- WHAT YOU NEED TO DO:
Could you copy every one of the lines below word for word, without changing or leaving out anything?

- Examples of point labeling:
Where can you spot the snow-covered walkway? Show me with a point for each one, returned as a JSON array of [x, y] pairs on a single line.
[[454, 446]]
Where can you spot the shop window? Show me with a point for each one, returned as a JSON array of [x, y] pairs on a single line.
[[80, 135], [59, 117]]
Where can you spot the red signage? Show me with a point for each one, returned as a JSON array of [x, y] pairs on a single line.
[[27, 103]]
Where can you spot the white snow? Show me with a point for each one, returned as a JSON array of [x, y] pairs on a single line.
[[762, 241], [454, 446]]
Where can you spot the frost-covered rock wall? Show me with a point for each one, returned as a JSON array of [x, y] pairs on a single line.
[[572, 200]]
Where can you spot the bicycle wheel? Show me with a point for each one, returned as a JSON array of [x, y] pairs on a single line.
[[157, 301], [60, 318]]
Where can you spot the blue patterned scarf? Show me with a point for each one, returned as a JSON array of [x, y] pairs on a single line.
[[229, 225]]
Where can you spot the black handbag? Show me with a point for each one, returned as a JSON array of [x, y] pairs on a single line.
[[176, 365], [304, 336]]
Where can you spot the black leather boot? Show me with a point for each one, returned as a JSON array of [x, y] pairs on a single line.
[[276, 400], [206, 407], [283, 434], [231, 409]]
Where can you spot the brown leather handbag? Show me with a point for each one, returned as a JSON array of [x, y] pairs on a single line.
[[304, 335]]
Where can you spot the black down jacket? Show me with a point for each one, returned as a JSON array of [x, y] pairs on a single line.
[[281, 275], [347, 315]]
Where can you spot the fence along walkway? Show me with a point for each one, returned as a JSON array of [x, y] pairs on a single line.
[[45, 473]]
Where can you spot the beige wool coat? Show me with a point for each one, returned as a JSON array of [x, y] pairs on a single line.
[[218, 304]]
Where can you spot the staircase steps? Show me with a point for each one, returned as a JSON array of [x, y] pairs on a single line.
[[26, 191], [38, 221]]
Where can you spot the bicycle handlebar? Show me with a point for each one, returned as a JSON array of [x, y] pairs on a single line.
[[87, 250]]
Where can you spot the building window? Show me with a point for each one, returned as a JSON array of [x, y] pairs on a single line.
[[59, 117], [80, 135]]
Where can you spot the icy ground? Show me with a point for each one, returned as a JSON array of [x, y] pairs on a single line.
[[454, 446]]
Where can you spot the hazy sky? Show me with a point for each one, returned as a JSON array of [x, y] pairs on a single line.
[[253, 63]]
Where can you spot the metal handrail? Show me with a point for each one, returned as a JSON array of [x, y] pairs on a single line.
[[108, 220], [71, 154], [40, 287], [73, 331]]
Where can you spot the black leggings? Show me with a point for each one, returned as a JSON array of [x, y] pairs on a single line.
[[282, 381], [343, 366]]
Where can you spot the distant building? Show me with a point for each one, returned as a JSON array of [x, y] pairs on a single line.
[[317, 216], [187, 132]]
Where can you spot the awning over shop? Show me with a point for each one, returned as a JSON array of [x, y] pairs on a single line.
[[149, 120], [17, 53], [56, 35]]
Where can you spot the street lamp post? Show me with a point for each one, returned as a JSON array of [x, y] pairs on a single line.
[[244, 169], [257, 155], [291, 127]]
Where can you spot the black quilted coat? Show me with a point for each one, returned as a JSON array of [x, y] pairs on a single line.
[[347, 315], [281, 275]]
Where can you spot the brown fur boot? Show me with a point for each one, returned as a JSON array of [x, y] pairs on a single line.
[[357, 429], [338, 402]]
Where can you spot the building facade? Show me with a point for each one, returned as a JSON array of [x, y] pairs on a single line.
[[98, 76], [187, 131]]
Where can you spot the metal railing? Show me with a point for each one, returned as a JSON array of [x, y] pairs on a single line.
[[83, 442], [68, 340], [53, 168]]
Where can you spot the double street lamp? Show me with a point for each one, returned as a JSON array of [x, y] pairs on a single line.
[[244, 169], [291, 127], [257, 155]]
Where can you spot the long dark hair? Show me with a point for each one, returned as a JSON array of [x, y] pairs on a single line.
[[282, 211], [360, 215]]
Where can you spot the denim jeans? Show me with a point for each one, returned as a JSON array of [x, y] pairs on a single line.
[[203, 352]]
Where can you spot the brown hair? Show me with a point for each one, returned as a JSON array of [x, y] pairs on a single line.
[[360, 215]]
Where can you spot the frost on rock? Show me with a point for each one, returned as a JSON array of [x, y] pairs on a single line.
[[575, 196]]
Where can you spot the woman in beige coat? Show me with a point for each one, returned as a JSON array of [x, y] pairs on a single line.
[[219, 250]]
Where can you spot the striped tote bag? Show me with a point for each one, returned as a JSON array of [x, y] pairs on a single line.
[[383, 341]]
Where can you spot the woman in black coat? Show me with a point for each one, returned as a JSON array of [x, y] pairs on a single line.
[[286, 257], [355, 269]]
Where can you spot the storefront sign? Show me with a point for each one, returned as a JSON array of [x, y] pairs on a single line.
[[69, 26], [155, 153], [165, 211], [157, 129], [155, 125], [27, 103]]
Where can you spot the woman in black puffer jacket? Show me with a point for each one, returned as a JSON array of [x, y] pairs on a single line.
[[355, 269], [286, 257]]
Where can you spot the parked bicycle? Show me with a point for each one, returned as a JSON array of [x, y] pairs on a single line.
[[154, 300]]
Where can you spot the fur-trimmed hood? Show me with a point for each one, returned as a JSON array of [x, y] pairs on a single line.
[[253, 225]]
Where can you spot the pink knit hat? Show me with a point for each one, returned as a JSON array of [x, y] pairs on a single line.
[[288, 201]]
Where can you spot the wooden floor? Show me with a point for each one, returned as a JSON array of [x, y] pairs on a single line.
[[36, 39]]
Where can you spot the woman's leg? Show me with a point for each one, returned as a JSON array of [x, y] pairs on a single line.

- WRITTEN RESPONSE:
Where can you spot the snow-covered walkway? Show me with a point for each one, returned as a JSON array of [x, y] pairs on a single line.
[[454, 446]]
Where can you spot the shop window? Show me with a point for each one, returned as a JSON array of [x, y] pairs on a single line.
[[80, 135], [59, 117]]
Where can you spot the red signage? Show me with a point for each one, returned as a JSON array of [x, y] pairs on a single line.
[[27, 103]]
Where can you spot the white snow? Show me with a point for each one, returned as a JSON array of [x, y] pairs on a single line.
[[762, 241], [454, 446]]
Where can you spot the frost-covered rock wall? Show me with a point for each one, returned as a JSON array of [x, y] pairs on a single line.
[[572, 200]]
Where can you spot the bicycle wheel? Show me with a point for each one, returned as a JSON array of [x, y] pairs on a single line.
[[157, 301], [60, 318]]
Where can you spot the blue patterned scarf? Show me with a point for each one, returned as a JSON array of [x, y] pairs on a single line.
[[229, 225]]
Where can you spot the black handbag? Show me with a point for each one, returned as a JSON array of [x, y] pairs on a single line.
[[176, 365], [304, 336]]
Where can you spot the black leather boot? Show me with a point for each one, returned as a JSON array of [x, y] pairs on a single line.
[[276, 400], [206, 407], [283, 434], [231, 409]]
Where can you spot the brown leather handbag? Show me with a point for each one, returned as a JSON array of [x, y] pairs on a single line.
[[304, 335]]
Where can you spot the black down jacket? Show me with a point for each one, returned as a JSON array of [x, y] pairs on a single line.
[[281, 275], [347, 315]]
Where can you spot the fence along walkway? Show me with a point for each one, returned as a JSON array of [x, y] pairs on a single line.
[[45, 473]]
Where can you spot the beige wool coat? Show me with a point for each one, returned as a JSON array of [x, y] pairs on a single line.
[[218, 304]]
Where can you spot the staircase steps? Show me with a point for each one, returned as a JSON array of [x, y] pairs on a single line.
[[26, 191], [38, 221]]
Where can you spot the bicycle handlebar? Show me with a point for each one, returned as a JSON array of [x, y] pairs on a single line.
[[87, 250]]
Where can you spot the building window? Show me with a point for each one, returned as a JSON array of [x, y] pairs on a single line.
[[59, 117], [80, 135]]
Where can you spot the icy ground? Show me with a point for each one, returned as a JSON array of [x, y] pairs on a single line.
[[454, 446]]
Where can you spot the hazy sky? Show me with a point for each one, returned as a JSON array of [x, y] pairs on a single line.
[[253, 63]]
Where can you spot the metal handrail? Show me with a point for each one, returned as a JSON array of [x, y] pairs on a single line.
[[108, 220], [71, 154], [40, 287], [73, 331]]
Where can you spot the black leggings? Show me with a point for each one, returned as a JSON array of [x, y] pairs on a single line.
[[282, 381], [343, 366]]
Where can you spot the distant building? Show me with a point for each one, returned as a JSON array of [x, y] pairs on a single line.
[[317, 216], [187, 132]]
Where can you spot the awning over shop? Show me with a point for each one, returned as a JSON array of [x, y] pairs on a single line.
[[149, 120], [17, 53], [56, 35]]
Where can you spot the street lamp post? Show me with a point for each one, returned as a JSON array of [x, y] pairs on a single line.
[[244, 169], [257, 155], [291, 127]]
Where can you spot the black quilted coat? Show me with a point for each one, returned as a JSON array of [x, y] pairs on a single line.
[[347, 315], [281, 275]]
Where can you spot the brown fur boot? Show me with a point for each one, returned as a JSON array of [x, y] pairs on a single line.
[[357, 429], [338, 402]]
Where can you spot the building facade? Show me with a point for each one, returned as a JSON array of [x, y] pairs on a single line.
[[98, 76], [187, 131]]
Where can you spot the metal railing? Show me with a point for each one, returned as a JSON array of [x, y] pairs on a single line.
[[83, 442], [68, 340], [53, 168]]
Where can you spot the double street lamp? Show me with a point for each one, returned as a JSON array of [x, y] pairs on a single line.
[[244, 169], [291, 127], [257, 155]]
Where can you spot the long dark hair? Show me with a point for each one, returned as a JSON array of [x, y] pairs on a single line.
[[282, 211], [360, 215]]
Where can you spot the denim jeans? Show me with a point for each one, returned as a JSON array of [x, y] pairs on a single line.
[[203, 352]]
Where can you spot the brown hair? Show me with a point for each one, returned as a JSON array of [x, y] pairs on a single line.
[[360, 215]]
Where can you spot the frost on rock? Show me with a point for each one, returned as a JSON array of [x, y] pairs on a single line.
[[575, 196]]
Where can you spot the woman in beige coat? Show me with a point for each one, returned as a JSON array of [x, y] pairs on a single line.
[[219, 250]]
Where can you spot the striped tote bag? Show me with a point for each one, returned as a JSON array of [x, y] pairs on a single line.
[[383, 341]]
Where can you spot the woman in black coat? Show me with a point for each one, returned as a JSON array of [x, y] pairs on a single line.
[[286, 257], [355, 269]]
Where can you spot the storefront sign? Show me with a point for each one, returned as a JSON array of [x, y] pairs on a single line.
[[69, 26], [155, 153], [165, 211], [157, 129], [155, 125], [27, 103]]
Where can you spot the woman in black puffer jacket? Show me with a point for each one, returned as a JSON array of [x, y] pairs on a single line.
[[355, 269], [286, 257]]
Where can you spot the parked bicycle? Show me with a point for each one, returned as a JSON array of [x, y] pairs on a single line.
[[154, 300]]
Where can you spot the fur-trimmed hood? Show me with a point for each one, returned as a JSON array of [x, y] pairs on a single line.
[[253, 225]]
Where can you spot the pink knit hat? Show me with a point for each one, returned as a JSON array of [x, y] pairs on a single line.
[[288, 201]]
Where can you spot the wooden floor? Show me with a point for each one, returned as a JSON array of [x, y] pairs on a single line.
[[36, 39]]
Where can you spot the woman's leg? Show me with a point for each one, returned as a JSON array of [x, y] pairs on a single line.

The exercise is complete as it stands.